BEGIN PAGE EXTRACT

Delivering HTML from DITA in The Face of Reuse

Delivering HTML from DITA in The Face of Reuse of Topics in a Single Publication

In DITA you can use the same topic multiple times from the same map. For example, the same user interface component might be used by several different parts of a program and you want to include that topic in the descriptions for each of those parts. Or you might have a common installation topic that uses conditional content to apply to different operating systems.
In monolithic output formats like PDF and EPUB this reuse does not present any particular practical problems: because the rendered publication is a single linear flow of content, each use simply occurs in the flow and reflects whatever conditions are in effect at that point in the publication.
However, with multi-file output formats like HTML, there are several practical problems.
The most obvious problem is the "one result file or multiple result files?" question: When a topic is used multiple times, do you want to have just one result HTML file or do you want one result HTML for each use? The DITA Open Toolkit, through version 1.8.5, only generates a single result HTML file unless the map author specifies @copy-to on the topicrefs to the topic. (The @copy-to attribute specifies the effective source path and filename for the referenced topic so that the processor then treats that use of the topic as though it was a copy of the real topic with the specified filename.)
The "every page is page one" philosophy says you should have just one result HTML file for a given topic. Likewise, searching is usually more effective if there is just one HTML file, otherwise you end up getting multiple search results for the same content, which confuses users and makes it hard to know which version to use (and may throw off search ranking algorithms that take the number of copies of a file into account in some way).
On the other hand, if a user comes to a topic that is used in multiple places in the publication, how do they know which use they care about in their current access session?
For the re-used installation topic example, if it reflects multiple operating systems and there is only one copy, you would appear to be required to show all the operating system versions and use flagging to distinguish them. On the other hand, if you have one HTML file for each copy of the topic, each HTML file only reflecting a single operating system, a search on installation will find all the copies, making it hard for the user to choose the right one.
DITA 1.3 adds an important new feature, key scopes, which allows keys to have different values in different parts of the same map. This lets you reuse the same topic in different contexts and have content references, hyperlinks, and key-defined text strings resolve to different values in the different use contexts.
For the installation example, you could have three key scopes, one for each of the operating systems Windows, OSX, and Linux.
DITA 1.3 also adds the new branch filtering feature. With branch filtering you can apply different filtering conditions to branches within a single map. This lets you use the same topic in different parts of the map with different filtering conditions applied.

END PAGE EXTRACT
BEGIN PROVIDED MATERIAL

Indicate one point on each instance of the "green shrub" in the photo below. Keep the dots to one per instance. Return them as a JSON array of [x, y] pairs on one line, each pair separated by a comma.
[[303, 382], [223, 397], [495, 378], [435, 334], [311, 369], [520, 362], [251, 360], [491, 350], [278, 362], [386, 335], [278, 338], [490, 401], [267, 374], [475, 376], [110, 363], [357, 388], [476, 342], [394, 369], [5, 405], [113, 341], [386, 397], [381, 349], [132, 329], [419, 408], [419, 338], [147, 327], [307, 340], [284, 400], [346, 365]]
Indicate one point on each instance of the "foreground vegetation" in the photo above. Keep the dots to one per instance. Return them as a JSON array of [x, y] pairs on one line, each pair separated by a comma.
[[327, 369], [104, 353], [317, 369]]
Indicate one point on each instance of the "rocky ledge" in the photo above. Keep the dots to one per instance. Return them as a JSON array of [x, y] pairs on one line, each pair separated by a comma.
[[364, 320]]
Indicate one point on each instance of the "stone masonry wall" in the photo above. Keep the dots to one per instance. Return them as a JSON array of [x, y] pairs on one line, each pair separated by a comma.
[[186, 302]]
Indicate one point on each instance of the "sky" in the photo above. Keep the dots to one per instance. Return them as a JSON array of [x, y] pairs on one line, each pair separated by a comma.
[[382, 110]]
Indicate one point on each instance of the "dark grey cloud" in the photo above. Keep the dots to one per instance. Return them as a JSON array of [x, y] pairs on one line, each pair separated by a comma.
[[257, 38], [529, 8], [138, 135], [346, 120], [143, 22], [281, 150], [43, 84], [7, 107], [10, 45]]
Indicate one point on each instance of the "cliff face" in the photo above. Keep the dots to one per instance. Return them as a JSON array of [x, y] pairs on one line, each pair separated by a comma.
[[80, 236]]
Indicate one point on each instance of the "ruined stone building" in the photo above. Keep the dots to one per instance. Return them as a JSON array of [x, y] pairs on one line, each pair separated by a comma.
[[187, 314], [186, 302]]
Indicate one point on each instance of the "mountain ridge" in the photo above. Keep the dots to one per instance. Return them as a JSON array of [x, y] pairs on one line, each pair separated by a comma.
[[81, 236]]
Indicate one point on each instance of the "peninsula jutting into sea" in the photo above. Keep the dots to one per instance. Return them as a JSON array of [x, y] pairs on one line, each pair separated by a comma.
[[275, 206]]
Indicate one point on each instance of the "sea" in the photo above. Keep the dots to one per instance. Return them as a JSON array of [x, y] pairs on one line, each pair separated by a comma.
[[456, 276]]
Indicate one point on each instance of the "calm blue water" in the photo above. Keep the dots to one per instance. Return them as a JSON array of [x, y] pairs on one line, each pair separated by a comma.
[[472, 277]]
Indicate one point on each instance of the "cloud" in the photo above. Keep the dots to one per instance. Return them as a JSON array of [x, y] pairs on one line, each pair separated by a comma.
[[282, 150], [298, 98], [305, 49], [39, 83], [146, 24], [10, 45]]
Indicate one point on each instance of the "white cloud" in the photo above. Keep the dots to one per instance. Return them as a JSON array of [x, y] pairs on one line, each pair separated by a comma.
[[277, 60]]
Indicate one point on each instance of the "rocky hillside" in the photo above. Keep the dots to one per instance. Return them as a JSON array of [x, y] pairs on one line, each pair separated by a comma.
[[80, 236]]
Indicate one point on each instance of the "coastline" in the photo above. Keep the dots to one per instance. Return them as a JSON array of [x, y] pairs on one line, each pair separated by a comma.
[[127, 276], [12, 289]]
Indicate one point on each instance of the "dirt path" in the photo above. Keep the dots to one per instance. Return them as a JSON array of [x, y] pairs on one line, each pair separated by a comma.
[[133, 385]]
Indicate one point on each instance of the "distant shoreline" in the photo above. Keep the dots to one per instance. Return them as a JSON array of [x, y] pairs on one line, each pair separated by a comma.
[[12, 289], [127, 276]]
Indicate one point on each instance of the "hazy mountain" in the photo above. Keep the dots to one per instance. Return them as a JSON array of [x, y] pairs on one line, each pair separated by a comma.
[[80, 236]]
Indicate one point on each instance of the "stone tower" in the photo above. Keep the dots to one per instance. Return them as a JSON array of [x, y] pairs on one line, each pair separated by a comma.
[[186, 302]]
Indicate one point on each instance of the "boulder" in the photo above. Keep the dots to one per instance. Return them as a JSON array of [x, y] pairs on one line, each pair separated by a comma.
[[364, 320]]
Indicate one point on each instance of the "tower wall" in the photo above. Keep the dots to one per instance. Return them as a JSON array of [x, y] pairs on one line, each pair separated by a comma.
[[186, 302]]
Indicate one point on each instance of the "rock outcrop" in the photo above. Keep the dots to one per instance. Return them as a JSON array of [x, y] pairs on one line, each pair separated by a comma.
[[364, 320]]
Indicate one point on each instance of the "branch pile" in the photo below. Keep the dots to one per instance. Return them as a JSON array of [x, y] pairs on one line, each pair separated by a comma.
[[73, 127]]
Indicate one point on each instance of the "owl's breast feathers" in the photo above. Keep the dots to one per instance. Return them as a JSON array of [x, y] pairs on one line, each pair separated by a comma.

END PROVIDED MATERIAL

§ **WRITTEN INSTRUCTION 1**
Can you turn the part of the listing that opens with its first line and closes with the line containing "400], [346, 365]]" into a JSON list of strings, one string per line, with blank lines left out?
§ **WRITTEN INSTRUCTION 2**
Could you go on with the text on delivering HTML from reused DITA topics from where it stops?

§ **TASK RESPONSE 1**
[
  "Indicate one point on each instance of the \"green shrub\" in the photo below. Keep the dots to one per instance. Return them as a JSON array of [x, y] pairs on one line, each pair separated by a comma.",
  "[[303, 382], [223, 397], [495, 378], [435, 334], [311, 369], [520, 362], [251, 360], [491, 350], [278, 362], [386, 335], [278, 338], [490, 401], [267, 374], [475, 376], [110, 363], [357, 388], [476, 342], [394, 369], [5, 405], [113, 341], [386, 397], [381, 349], [132, 329], [419, 408], [419, 338], [147, 327], [307, 340], [284, 400], [346, 365]]"
]

§ **TASK RESPONSE 2**
For the installation topic you can now have a single topic as authored with content that is conditional to each operating system and then have only the operating system for the branch filtered in.
It should be obvious that this must result in either three result HTML files, one reflecting each different set of filtering conditions, or a single HTML file constructed so that the browser can do the filtering dynamically, such as through different CSS files for the different filtering conditions or through Javascript or some combination.
This all means that, with DITA 1.3, DITA-to-HTML processors must handle multiple uses of the same topic in a sophisticated way. The OT 1.x approach of generating a single HTML result will not work. Likewise, the OT 2.x approach of always generating a new result file works (in that it ensures a correct result) but does not necessarily satisfy requirements for minimizing content duplication in the result.
So basically there is a fundamental conflict between ensuring correct content in the generated HTML when branch filtering and key scopes are in effect and satisfying the "every page is page one" philosophy.
If every use of a topic results in a new HTML file then searching is impaired but HTML generation is as simple as it can be. 
In the context of the Open Toolkit, branch filtering (and @copy-to) is applied to create new intermediate topic files and then those intermediate topics are filtered to produce another set of intermediate topics which are then the input to the normal HTML generation process. All the data processing complexity is in the preprocessing.
In order to produce a single result HTML file the processor has to determine, for the conditional content in a given topic, which content would be filtered out of all uses and which content would be filtered in for any use context and produce an intermediate topic that omits the globally-excluded elements but retains the elements included in any use. It also has to somehow record each use and how it relates to the included conditional elements so that the final HTML generation stage can retain that information in the generated HTML so that CSS or Javascript can act on it. For example, the processor might translate each unique set of filtering conditions into a single value included in the conditional element's @class values or it might embed some JSON data structure that establishes the map context the element was referenced in.
Given this kind of information in the generated HTML it would then be possible to have the browser dynamically show or hide specific elements based on the active conditions selected by the reader. By default the content could be flagged as it would be in the normal flagged output result produced by the normal Open Toolkit flagging preprocessing.
However, with this dynamically-filtered HTML file there's still the problem of the reader knowing what use context they want to view the topic in terms of.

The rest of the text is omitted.